[[ LISTED ENTRIES open ]]

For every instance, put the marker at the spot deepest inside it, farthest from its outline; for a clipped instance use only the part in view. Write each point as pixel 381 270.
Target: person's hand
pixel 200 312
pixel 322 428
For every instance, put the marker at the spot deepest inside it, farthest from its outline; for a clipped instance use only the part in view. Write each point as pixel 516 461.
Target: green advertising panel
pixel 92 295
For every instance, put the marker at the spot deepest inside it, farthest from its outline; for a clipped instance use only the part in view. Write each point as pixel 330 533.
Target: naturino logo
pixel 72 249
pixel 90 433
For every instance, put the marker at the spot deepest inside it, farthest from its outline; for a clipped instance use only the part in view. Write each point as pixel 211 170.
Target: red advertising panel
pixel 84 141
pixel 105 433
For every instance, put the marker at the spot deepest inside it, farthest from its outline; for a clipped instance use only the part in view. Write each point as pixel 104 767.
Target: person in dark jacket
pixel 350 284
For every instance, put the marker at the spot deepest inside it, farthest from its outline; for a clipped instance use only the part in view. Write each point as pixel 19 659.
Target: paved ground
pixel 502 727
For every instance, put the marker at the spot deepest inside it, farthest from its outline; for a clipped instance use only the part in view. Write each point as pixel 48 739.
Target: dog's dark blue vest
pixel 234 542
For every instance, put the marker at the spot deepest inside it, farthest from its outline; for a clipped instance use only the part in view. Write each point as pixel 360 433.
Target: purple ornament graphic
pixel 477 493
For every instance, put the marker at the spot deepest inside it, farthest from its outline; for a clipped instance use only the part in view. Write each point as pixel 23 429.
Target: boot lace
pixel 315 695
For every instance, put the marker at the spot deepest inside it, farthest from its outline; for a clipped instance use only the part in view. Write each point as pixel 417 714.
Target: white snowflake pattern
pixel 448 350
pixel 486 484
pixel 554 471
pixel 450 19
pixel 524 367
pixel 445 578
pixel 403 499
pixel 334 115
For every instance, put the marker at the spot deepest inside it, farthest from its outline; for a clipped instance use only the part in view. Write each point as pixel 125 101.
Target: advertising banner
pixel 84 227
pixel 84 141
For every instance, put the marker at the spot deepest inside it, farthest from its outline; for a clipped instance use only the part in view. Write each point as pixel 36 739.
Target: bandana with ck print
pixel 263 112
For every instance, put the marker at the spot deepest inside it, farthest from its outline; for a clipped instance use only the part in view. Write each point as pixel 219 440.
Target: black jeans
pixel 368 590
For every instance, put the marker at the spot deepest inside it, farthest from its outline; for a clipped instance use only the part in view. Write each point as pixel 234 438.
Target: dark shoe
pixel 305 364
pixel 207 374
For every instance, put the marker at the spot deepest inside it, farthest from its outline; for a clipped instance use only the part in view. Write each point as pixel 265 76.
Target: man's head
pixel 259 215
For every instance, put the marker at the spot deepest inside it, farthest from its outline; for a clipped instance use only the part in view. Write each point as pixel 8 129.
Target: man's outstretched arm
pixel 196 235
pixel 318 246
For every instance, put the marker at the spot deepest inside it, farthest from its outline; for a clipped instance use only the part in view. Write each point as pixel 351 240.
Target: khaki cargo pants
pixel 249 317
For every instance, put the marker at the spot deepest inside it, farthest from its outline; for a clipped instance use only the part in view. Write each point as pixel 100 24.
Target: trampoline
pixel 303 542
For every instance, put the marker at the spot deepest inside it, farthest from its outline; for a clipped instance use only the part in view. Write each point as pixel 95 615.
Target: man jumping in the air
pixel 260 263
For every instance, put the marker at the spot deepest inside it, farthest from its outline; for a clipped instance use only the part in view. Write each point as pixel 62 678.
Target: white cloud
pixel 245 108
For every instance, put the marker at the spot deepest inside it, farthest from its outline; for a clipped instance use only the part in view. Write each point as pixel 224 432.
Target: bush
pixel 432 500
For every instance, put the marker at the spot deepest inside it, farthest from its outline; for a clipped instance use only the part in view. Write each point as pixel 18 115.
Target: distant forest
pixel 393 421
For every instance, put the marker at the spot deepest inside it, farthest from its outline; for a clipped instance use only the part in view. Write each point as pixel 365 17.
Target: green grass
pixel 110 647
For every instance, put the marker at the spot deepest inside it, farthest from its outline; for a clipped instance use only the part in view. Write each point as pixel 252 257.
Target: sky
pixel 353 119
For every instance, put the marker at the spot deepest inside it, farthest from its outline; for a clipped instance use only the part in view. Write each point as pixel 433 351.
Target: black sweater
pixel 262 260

[[ LISTED ENTRIES closed ]]

### WORK TO COMPLETE
Every entry that appears above should be duplicated exactly.

### WRITTEN RESPONSE
For every instance, put the marker at the spot deepest inside it, farthest from its outline; for a clipped instance use only the part in view. Write each point as pixel 381 270.
Target: person's hand
pixel 200 312
pixel 322 428
For every instance, put the marker at the spot deepest inside it, farthest from its outline; for a clipped instance use only the part in view. Write each point as pixel 516 461.
Target: green advertising panel
pixel 92 295
For every instance, put the marker at the spot deepest inside it, farthest from its outline; for a clipped instance use only the part in view. Write each point as pixel 330 533.
Target: naturino logo
pixel 72 249
pixel 90 433
For every instance, put the marker at the spot deepest inside it, farthest from its outline; for a clipped instance use only the part in view. Write each point as pixel 211 170.
Target: red advertising panel
pixel 84 141
pixel 105 433
For every instance, put the marker at the spot deepest inside it, farthest from its outline; for a clipped instance use only the part in view. Write each point as pixel 104 767.
Target: person in dark jacket
pixel 350 284
For every instance, put the marker at the spot deepest inside it, farthest from its outline; for a clipped instance use only the part in view. Write each point as pixel 19 659.
Target: paved ground
pixel 502 727
For every instance, put the marker at the spot deepest inside it, farthest from its outline; for a clipped instance use only the part in view. Write each point as pixel 48 739.
Target: dog's dark blue vest
pixel 234 542
For every instance, put the marker at the spot deepest inside it, farthest from its outline; for a clipped instance use only the part in view. Write each point as pixel 360 433.
Target: purple ornament graphic
pixel 477 493
For every instance, put the marker at the spot deepest inside it, farthest from its outline; for a clipped instance use only the part in view. Write each point as pixel 23 429.
Target: boot lace
pixel 315 695
For every instance, put the marker at the spot deepest inside it, farthest from its outline; for a clipped instance use only the part in view. Write each point as pixel 417 714.
Target: white snowflake pattern
pixel 448 350
pixel 486 484
pixel 554 471
pixel 450 19
pixel 524 367
pixel 445 578
pixel 403 499
pixel 334 115
For every instance, put the marker at the spot deepest inside it, farthest from its outline; for a clipped instance use only the part in view. Write each point as pixel 125 101.
Target: advertising banner
pixel 84 227
pixel 84 141
For every instance, put the marker at the spot deepest inside it, farthest from its outline; for a clipped instance use only the part in view. Write each point as pixel 36 739.
Target: bandana with ck print
pixel 263 112
For every instance, put the marker at the spot deepest inside it, farthest from its outline; for a clipped instance use only the part in view. Write each point as pixel 219 440.
Target: black jeans
pixel 368 590
For every instance, put the marker at the spot deepest inside it, farthest from its outline; for a clipped instance use only the part in view. Write each point as pixel 234 438.
Target: dark shoe
pixel 305 364
pixel 207 374
For every instance, put the marker at the spot deepest inside it, farthest from its outline; for a clipped instance use only the part in view. Write each point as pixel 265 76.
Target: man's head
pixel 259 215
For every instance, put the marker at the spot deepest inside it, farthest from its outline; for a clipped instance use only the part in view. Write each point as pixel 8 129.
Target: man's outstretched arm
pixel 196 235
pixel 318 246
For every instance, put the marker at the spot deepest inside it, farthest from its outline; for a clipped instance use only the part in view. Write each point as pixel 351 240.
Target: khaki cargo pants
pixel 249 317
For every instance, put the marker at the spot deepest inside it, farthest from its outline; for a clipped instance use only the part in view. Write each point as pixel 100 24.
Target: trampoline
pixel 303 542
For every instance, put the marker at the spot deepest inside it, farthest from its outline; for a clipped instance use only the part in view. Write each point as pixel 95 615.
Target: man jumping in the air
pixel 260 263
For every instance, put the marker at the spot deepest inside it, farthest from its outline; for a clipped instance use only the part in view. Write each point as pixel 62 678.
Target: white cloud
pixel 245 108
For every instance, put the marker at the spot deepest inside it, farthest from its outline; for a clipped instance use only the part in view. Write each point as pixel 224 432.
Target: bush
pixel 432 500
For every instance, put the marker at the spot deepest inside it, farthest from its outline; for a clipped instance use only the part in view. Write each point as pixel 18 115.
Target: distant forest
pixel 393 421
For every instance, put the marker at the spot deepest inside it, farthest from its outline; for a clipped instance use only the part in view. Write each point as pixel 365 17.
Target: green grass
pixel 110 647
For every instance, put the marker at the spot deepest inside it, farthest from its outline; for a clipped instance use only the part in view. Write each point as pixel 252 257.
Target: sky
pixel 353 119
For every instance, put the marker at the spot deepest inside it, farthest from its outline; for a clipped instance use only the part in view. Write each point as pixel 433 351.
Target: black sweater
pixel 262 260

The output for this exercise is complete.